[Referring expression pointing data]
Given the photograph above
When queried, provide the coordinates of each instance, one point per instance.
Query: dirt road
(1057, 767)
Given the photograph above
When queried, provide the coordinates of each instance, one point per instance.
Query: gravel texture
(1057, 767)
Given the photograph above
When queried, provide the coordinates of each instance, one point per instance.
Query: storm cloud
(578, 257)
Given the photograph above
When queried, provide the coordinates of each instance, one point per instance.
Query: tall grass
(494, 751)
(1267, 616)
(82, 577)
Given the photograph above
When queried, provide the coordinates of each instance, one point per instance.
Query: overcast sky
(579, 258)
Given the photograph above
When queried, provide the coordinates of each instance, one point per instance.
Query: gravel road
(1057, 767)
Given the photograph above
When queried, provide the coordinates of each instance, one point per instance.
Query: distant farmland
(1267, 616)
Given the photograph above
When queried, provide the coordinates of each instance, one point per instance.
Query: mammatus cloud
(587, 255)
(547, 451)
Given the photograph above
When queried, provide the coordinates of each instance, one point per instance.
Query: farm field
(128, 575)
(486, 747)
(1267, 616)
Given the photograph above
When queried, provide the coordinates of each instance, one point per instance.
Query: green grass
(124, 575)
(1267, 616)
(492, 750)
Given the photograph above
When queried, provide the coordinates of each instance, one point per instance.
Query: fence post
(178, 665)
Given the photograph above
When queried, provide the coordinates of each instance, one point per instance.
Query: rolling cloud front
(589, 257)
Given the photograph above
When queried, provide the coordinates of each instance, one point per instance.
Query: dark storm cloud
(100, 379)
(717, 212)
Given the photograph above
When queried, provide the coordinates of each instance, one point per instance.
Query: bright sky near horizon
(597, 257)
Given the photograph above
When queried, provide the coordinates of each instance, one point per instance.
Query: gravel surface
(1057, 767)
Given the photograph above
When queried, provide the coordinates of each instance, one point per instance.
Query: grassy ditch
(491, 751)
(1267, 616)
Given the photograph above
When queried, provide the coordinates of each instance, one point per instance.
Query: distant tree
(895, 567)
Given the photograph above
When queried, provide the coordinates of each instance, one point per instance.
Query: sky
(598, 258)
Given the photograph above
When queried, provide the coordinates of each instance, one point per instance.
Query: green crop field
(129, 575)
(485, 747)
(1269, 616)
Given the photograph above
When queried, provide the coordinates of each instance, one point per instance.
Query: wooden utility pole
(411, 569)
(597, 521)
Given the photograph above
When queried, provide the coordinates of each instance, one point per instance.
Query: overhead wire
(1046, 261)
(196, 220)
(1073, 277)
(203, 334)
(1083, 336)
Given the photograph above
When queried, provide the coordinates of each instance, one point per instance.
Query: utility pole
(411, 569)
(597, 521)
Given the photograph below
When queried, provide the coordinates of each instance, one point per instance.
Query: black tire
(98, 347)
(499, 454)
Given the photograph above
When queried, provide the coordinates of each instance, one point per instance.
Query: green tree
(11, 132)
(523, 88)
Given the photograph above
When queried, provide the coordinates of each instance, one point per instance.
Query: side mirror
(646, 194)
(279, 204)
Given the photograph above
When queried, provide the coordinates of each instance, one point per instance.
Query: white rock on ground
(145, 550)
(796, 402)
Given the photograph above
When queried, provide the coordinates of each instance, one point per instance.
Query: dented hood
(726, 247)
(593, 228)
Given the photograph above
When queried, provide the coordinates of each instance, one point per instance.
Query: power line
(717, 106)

**Assignment:** The records above should be repeated exactly. Print them all.

**Output of the task:**
Given the photograph above
When queried, provide the coordinates of each instance, one point per instance.
Query: dirt road
(1057, 767)
Given the photograph above
When queried, provide the coordinates of each instance, one point per instance.
Query: gravel texture
(1057, 767)
Given the photograph above
When queried, provide the coordinates of each instance, one point per instance.
Query: storm cloud
(578, 257)
Given the photograph above
When queried, provide the coordinates of each instance, one point per instance.
Query: tall grass
(494, 751)
(1267, 616)
(82, 577)
Given the photograph above
When queried, provide the coordinates of each instance, one point per instance.
Query: overcast sky
(579, 258)
Given the photograph above
When queried, provide the coordinates of each instance, one point per instance.
Query: gravel road
(1057, 767)
Given the photograph above
When queried, provide the coordinates of each instance, one point per instance.
Query: distant farmland
(1267, 616)
Given the photograph above
When queried, provide the coordinates of each instance, one point per instance.
Query: mammatus cloud
(587, 255)
(547, 451)
Given the photograph above
When queried, provide the coordinates of each instance, one point per instance.
Query: farm field
(128, 575)
(486, 747)
(1267, 616)
Given the photograph above
When queried, provide the coordinates of each instance, one point per instance.
Query: green grass
(124, 575)
(1267, 616)
(492, 750)
Given the photograph above
When queried, provide the coordinates of each instance, one point per instance.
Query: fence post
(178, 665)
Given the photograph above
When queried, provide the coordinates of each instance, one point per instance.
Query: rolling cloud front
(589, 257)
Given the photograph above
When queried, provide the coordinates of each instance, one point per instance.
Query: dark storm cloud
(100, 379)
(717, 212)
Given the photograph above
When queried, provide the coordinates of each instance, one point per instance.
Query: bright sky near horizon
(597, 257)
Given the photograph above
When queried, provide the coordinates of each instance, one point per instance.
Query: gravel surface
(1057, 767)
Given the photograph above
When queried, provide the coordinates of each instance, one point per instance.
Query: grassy ditch
(491, 751)
(1267, 616)
Given the photograph above
When queried, provide the coordinates of each instance, one point per instance.
Query: distant tree
(895, 567)
Given the photograph above
When queried, provide the coordinates of each instance, one point per instance.
Query: sky
(598, 258)
Given the photograph above
When queried, provide the coordinates of each instance, one point per instance.
Query: green crop field
(129, 575)
(485, 747)
(1269, 616)
Given the photograph above
When queried, provide the coordinates of each instance, one point per instance.
Query: wooden utility pole
(411, 569)
(597, 521)
Given the photograph above
When queried, provide the coordinates of each instance, one point per instance.
Query: overhead wire
(1046, 261)
(196, 220)
(1073, 277)
(203, 334)
(1083, 336)
Given the photograph above
When queried, provide the coordinates of each instance, one point per instance.
Query: utility pole
(411, 569)
(597, 521)
Given the photograph below
When queried, provide the coordinates of each instance, one point per instance.
Query: black tire
(98, 347)
(499, 454)
Given the photograph above
When queried, provide the coordinates of each instance, one point per instance.
Query: green tree
(11, 132)
(523, 88)
Given the photograph above
When queried, provide the coordinates of each instance, one point per instance.
Query: side mirror
(646, 194)
(279, 204)
Given the photograph above
When queried, provide the coordinates of each instance, one point per instance.
Query: white rock on ground
(145, 550)
(796, 402)
Given the photograph above
When queried, provide the coordinates of each instance, one point per instance.
Query: dented hood
(726, 247)
(593, 228)
Given the photograph above
When queried, provide the coordinates of each instance, one point per instance.
Query: power line
(717, 106)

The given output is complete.